-------- TEXTO DO DOCUMENTO

Os pecuaristas projetam que o preço da arroba (15 quilos) —atualmente oscilando entre R$ 270 e R$ 285, dependendo da praça— chegue a algum valor entre R$ 320 e R$ 340 nos próximos meses.
Segundo Torres, o mercado interno não tem força suficiente para abraçar a produção de carne bovina, principalmente num período de queda no consumo devido às dificuldades econômicas.
“O consumo de 35 quilos [ano] por habitante caiu para 25 quilos em função da pandemia, e ainda está num processo de recuperação.”
A expectativa é de que o país tenha recorde de exportações neste ano. Dados da Abrafrigo (Associação Brasileira de Frigoríficos) mostram que as exportações subiram 42% no ano passado em relação ao ano anterior, com receita total de US$ 13,09 bilhões.
“As exportações devem ser muito boas este ano e provavelmente o valor da arroba voltará a subir para o pecuarista. Não acredito que esse período em que a China ficou fechada vai interferir no volume total e no valor total exportado pelo Brasil”, disse o docente da USP (Universidade de São Paulo) Marcos Fava Neves, especialista em agronegócios.
Nabih Amin El Aouar, presidente da Associação dos Criadores de Nelore do Brasil, disse que o ideal seria que a arroba bovina retomasse os preços praticados no início do ano passado, entre R$ 320 e R$ 340. Ele acredita e que a reabertura do mercado na Ásia contribuirá para isso.
“O preço estava entre R$ 270 e R$ 280 e, em um dia após o anúncio do fim do embargo, já melhorou para algo como R$ 285, por isso acreditamos num viés de aceleração de preço”, afirmou.

----------------

REQUISITOS DO EXERCÍCIO:
A. No texto sobre o preço da arroba bovina, de quanto foi a alta das exportações no ano passado, segundo os dados da Abrafrigo?
B. Transcreva literalmente o trecho do texto sobre o preço da arroba bovina que começa em "Os pecuaristas projetam" e termina em "nos próximos meses.", incluindo estas palavras.

-------- SEÇÃO DE DADOS

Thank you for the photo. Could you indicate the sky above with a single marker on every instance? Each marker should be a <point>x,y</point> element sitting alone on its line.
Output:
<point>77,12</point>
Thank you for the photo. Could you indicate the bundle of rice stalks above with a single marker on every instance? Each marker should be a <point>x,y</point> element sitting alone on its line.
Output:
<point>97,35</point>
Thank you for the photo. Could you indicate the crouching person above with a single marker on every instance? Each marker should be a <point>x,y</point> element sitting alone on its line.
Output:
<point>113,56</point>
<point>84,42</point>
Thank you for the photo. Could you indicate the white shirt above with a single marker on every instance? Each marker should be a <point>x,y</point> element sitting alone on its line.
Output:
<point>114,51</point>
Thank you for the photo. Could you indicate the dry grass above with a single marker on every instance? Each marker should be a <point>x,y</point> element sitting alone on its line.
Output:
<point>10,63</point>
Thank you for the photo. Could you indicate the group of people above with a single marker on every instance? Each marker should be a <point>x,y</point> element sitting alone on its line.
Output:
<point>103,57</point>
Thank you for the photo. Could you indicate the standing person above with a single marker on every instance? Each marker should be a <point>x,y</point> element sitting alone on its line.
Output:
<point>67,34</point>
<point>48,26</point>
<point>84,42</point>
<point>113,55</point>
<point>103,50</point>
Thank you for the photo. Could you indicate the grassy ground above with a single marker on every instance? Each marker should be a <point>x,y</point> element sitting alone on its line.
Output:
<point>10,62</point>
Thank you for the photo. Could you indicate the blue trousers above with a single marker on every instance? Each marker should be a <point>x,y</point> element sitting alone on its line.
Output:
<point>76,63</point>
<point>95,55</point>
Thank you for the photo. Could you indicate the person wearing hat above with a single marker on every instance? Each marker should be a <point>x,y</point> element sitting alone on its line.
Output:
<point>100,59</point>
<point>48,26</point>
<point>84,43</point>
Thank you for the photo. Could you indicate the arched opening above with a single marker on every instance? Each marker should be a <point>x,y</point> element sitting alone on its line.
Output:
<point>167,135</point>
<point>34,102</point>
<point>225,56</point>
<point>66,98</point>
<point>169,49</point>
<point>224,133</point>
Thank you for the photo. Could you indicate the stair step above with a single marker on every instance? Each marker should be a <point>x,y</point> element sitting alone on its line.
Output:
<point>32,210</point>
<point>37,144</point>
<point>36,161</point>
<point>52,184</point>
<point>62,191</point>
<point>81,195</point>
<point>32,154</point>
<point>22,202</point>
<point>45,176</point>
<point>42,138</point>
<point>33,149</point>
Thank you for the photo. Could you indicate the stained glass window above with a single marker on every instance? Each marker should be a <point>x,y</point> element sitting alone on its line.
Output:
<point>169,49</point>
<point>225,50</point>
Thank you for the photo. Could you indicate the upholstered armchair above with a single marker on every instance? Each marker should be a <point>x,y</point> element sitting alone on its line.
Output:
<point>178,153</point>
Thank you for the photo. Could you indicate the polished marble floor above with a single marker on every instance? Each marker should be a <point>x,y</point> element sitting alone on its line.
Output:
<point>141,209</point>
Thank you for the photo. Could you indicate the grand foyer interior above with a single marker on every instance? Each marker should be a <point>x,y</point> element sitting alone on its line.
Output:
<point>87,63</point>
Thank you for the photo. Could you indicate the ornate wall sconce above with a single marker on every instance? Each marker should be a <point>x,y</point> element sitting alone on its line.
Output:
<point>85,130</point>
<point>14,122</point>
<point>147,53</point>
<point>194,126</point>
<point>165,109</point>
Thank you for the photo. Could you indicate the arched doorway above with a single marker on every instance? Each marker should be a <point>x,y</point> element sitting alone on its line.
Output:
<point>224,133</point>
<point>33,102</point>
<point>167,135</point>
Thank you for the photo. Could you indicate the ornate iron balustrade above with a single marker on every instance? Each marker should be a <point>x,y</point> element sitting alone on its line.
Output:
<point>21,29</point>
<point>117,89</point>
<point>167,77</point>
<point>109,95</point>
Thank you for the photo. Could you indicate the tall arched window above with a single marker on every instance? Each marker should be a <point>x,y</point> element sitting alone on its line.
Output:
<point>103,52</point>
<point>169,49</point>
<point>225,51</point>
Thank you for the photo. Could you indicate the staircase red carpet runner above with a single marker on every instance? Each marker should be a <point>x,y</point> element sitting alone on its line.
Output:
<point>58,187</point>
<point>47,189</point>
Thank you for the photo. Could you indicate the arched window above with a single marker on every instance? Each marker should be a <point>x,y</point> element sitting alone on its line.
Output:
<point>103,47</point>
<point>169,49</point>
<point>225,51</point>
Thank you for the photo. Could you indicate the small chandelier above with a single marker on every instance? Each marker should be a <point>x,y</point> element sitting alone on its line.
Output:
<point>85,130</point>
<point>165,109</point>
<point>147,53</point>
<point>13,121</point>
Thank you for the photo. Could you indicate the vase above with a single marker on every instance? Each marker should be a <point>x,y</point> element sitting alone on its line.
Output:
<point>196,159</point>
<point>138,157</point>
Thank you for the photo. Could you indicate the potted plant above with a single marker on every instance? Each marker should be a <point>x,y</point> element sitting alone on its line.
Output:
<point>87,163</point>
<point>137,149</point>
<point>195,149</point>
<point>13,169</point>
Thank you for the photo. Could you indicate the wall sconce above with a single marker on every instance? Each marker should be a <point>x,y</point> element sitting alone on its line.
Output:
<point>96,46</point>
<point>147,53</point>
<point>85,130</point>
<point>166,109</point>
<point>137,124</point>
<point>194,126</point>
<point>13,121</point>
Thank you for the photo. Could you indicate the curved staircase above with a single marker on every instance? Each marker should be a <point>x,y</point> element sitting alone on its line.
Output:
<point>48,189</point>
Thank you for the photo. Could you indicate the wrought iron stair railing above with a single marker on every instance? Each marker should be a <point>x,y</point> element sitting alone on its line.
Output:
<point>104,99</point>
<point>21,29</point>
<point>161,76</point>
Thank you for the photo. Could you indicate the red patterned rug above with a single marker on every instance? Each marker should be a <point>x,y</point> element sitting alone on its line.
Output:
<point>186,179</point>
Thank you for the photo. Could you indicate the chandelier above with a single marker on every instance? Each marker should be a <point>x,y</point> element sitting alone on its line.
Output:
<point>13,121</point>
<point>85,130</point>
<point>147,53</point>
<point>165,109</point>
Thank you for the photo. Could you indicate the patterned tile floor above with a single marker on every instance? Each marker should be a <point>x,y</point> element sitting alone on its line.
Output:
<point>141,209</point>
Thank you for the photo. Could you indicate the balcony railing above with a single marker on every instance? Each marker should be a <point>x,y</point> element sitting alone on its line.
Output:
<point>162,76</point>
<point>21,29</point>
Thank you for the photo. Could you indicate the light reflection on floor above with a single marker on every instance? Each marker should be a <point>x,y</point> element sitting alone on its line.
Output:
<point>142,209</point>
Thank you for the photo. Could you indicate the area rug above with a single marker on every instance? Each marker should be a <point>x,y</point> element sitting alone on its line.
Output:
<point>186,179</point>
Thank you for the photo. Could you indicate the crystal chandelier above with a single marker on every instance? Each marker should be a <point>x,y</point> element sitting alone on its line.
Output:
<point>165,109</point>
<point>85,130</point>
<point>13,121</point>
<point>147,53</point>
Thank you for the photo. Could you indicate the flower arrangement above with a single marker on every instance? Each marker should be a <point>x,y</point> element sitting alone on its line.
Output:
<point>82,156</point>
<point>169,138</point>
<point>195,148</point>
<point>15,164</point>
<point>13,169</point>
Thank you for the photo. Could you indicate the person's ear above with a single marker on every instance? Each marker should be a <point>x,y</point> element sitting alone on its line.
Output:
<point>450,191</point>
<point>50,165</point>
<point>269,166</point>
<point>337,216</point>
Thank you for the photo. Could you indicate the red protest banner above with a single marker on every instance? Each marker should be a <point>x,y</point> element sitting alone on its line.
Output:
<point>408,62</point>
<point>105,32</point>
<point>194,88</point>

----------------

RESPOSTAS DAS TAREFAS:
A. As exportações subiram 42% em relação ao ano anterior.

B.
Os pecuaristas projetam que o preço da arroba (15 quilos) —atualmente oscilando entre R$ 270 e R$ 285, dependendo da praça— chegue a algum valor entre R$ 320 e R$ 340 nos próximos meses.